>> Start

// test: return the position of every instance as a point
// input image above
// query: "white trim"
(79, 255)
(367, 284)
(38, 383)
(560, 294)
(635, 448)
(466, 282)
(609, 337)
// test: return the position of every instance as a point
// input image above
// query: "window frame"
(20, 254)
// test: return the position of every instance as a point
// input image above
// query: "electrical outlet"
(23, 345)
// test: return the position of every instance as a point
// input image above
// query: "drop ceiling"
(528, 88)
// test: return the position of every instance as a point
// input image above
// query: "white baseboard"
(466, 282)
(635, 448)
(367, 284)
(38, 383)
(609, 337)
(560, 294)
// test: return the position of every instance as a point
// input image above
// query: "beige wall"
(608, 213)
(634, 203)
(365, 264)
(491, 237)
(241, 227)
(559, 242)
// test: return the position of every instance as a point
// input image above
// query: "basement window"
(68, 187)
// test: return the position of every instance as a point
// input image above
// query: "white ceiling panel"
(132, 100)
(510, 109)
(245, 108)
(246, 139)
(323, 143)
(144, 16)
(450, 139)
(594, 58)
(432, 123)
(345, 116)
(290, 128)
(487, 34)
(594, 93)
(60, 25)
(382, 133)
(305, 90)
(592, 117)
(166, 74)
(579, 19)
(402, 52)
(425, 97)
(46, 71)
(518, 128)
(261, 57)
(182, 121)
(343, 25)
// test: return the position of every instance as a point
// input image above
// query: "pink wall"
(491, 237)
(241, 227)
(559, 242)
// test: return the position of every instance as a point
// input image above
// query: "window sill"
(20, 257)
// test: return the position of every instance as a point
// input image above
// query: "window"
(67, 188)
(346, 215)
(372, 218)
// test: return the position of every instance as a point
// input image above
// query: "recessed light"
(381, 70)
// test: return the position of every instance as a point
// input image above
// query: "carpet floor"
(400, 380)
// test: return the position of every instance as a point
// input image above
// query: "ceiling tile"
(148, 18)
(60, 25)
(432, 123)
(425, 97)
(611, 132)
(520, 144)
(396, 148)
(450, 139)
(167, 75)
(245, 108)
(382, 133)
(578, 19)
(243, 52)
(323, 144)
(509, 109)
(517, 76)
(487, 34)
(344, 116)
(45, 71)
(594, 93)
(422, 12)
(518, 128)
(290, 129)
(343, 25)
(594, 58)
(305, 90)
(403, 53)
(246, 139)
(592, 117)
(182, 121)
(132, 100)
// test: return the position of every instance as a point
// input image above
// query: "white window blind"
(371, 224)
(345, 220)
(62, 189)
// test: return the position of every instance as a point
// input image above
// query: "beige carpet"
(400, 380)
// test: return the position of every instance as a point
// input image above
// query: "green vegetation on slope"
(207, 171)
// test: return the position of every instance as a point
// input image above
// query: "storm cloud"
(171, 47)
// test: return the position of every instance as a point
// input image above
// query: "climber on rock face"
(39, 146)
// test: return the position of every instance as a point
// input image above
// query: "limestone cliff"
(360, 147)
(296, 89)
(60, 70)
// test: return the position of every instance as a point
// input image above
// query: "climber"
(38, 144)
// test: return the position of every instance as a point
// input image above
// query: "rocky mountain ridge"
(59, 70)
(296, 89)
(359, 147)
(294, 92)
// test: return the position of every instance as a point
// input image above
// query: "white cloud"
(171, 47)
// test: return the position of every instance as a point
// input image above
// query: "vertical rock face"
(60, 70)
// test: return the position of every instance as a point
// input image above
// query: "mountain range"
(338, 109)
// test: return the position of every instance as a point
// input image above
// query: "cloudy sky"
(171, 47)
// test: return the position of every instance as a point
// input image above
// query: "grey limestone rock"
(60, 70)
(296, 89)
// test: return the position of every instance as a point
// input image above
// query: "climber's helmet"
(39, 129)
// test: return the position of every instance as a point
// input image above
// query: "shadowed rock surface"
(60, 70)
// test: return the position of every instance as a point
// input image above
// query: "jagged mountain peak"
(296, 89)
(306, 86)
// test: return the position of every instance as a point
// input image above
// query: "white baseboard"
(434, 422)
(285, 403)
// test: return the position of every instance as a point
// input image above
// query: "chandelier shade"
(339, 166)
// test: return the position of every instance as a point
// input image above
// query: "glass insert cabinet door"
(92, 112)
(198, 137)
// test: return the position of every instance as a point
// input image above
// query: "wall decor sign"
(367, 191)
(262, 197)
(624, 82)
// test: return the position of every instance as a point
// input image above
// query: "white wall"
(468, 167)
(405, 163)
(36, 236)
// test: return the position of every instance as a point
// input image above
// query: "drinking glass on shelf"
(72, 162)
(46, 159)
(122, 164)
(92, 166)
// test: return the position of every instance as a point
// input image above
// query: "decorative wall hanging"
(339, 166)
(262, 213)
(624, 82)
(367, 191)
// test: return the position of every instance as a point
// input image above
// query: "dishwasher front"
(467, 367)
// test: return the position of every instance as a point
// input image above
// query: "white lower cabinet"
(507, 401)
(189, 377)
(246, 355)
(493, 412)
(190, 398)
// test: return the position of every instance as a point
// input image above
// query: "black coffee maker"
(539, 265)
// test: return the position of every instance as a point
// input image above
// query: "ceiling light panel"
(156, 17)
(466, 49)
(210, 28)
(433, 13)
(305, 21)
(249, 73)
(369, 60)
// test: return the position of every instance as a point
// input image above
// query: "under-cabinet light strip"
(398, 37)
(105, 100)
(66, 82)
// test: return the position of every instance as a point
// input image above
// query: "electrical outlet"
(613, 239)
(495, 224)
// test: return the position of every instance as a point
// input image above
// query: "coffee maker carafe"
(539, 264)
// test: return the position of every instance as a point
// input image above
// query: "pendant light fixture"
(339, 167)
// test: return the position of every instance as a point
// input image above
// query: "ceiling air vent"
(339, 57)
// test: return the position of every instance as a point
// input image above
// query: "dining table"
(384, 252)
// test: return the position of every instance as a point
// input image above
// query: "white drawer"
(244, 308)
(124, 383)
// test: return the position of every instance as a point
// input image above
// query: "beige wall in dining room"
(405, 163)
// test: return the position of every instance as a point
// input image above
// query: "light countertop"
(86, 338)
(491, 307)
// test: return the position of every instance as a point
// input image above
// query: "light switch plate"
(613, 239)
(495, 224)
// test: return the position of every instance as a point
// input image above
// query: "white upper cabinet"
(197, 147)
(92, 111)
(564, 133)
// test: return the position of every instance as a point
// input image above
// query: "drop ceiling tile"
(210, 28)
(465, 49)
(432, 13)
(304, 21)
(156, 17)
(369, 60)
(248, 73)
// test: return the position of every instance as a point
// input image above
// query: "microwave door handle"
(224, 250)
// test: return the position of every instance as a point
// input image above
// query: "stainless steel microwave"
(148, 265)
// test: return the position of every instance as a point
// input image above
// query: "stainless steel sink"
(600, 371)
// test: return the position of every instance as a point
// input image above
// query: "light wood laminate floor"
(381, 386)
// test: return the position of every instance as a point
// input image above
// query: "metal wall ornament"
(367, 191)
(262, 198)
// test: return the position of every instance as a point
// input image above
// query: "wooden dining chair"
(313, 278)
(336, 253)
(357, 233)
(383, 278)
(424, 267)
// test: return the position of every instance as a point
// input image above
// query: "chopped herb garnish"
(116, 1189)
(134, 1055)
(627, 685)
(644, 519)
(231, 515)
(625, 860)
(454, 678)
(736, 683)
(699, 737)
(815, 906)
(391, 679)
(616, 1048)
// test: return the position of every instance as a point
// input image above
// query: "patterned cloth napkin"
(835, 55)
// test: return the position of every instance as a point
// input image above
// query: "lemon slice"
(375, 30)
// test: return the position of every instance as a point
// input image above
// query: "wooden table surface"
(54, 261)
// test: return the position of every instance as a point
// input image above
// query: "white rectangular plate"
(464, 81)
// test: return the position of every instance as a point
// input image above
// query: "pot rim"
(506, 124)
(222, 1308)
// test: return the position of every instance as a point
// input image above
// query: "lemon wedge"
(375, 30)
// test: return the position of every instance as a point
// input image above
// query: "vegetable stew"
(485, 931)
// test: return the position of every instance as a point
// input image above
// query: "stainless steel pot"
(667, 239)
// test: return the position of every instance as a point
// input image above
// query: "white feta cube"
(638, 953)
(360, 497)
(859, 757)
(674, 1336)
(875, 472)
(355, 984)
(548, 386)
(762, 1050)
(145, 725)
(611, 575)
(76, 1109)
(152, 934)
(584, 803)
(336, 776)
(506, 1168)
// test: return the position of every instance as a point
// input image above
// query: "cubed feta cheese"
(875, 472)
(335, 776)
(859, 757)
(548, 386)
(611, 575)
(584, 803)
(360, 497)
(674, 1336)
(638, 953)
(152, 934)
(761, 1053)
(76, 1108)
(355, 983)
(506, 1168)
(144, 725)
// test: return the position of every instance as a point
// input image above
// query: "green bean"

>> End

Copy out each line of the entries above that contains the string "panel".

RESULT BELOW →
// query: "white ceiling panel"
// query: "ceiling light panel"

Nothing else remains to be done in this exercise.